**TO DO:** Gather from the listing below each line that includes the word "orange", and copy it.

**STUDY MATERIAL:**
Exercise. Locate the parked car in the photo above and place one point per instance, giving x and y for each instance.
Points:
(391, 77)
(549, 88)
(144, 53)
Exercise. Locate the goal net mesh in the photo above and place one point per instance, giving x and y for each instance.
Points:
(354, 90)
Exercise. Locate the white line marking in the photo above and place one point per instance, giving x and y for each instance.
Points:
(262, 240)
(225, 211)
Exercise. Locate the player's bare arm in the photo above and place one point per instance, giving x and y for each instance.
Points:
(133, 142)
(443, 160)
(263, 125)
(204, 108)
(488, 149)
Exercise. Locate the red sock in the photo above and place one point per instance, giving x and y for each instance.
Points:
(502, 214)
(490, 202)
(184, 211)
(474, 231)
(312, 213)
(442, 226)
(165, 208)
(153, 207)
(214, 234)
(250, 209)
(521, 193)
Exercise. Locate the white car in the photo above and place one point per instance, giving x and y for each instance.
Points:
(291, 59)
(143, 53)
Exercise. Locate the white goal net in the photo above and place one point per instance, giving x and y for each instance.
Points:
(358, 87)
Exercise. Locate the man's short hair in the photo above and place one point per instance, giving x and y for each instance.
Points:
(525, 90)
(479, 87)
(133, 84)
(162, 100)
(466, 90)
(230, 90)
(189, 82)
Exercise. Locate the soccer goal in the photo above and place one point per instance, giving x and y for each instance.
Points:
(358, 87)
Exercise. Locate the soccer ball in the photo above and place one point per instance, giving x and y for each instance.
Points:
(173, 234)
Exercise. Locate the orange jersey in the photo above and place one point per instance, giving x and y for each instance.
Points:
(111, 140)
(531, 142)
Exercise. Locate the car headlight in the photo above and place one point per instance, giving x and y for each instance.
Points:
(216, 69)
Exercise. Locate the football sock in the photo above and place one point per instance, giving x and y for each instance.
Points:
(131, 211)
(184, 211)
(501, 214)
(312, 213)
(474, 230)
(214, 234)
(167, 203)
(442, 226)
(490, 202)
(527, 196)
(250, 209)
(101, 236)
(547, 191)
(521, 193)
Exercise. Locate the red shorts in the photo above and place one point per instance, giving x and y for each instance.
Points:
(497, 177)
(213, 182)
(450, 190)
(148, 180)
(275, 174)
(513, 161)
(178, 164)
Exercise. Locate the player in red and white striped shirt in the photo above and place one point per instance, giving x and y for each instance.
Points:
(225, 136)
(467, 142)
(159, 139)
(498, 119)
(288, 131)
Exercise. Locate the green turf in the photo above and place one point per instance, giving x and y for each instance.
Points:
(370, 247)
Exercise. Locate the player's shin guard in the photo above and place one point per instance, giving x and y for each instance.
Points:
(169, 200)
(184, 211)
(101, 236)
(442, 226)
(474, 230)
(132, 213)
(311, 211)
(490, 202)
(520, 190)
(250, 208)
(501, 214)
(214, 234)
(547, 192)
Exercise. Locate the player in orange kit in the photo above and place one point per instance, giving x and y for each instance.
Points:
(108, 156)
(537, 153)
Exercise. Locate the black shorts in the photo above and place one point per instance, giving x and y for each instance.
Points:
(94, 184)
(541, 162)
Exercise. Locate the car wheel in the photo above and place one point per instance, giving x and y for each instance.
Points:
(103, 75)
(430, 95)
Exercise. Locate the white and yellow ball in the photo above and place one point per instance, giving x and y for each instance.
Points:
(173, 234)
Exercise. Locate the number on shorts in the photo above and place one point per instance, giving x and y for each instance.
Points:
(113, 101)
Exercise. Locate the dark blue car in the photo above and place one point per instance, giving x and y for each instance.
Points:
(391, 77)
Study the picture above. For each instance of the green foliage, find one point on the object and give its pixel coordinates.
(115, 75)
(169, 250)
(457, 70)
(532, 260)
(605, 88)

...

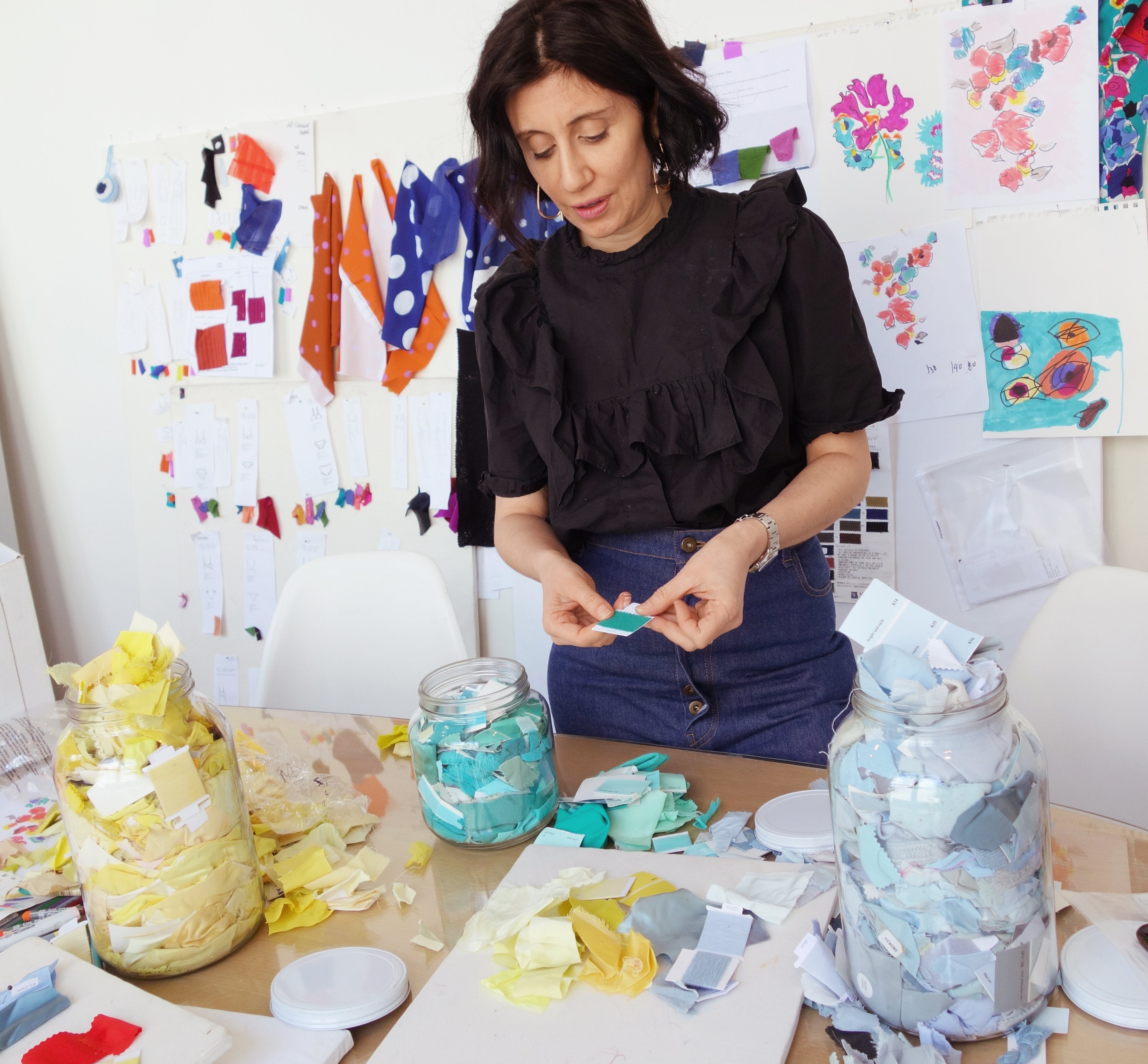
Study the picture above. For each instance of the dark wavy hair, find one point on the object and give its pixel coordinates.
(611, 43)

**THE COMPLETED TASK:**
Exercise. Locate the orange jersey in the photo above and place one point per instance, giving x and y for each instance.
Exercise. Locate the player in orange kit in the photo above and place one point per instance, giving x and y for each instance.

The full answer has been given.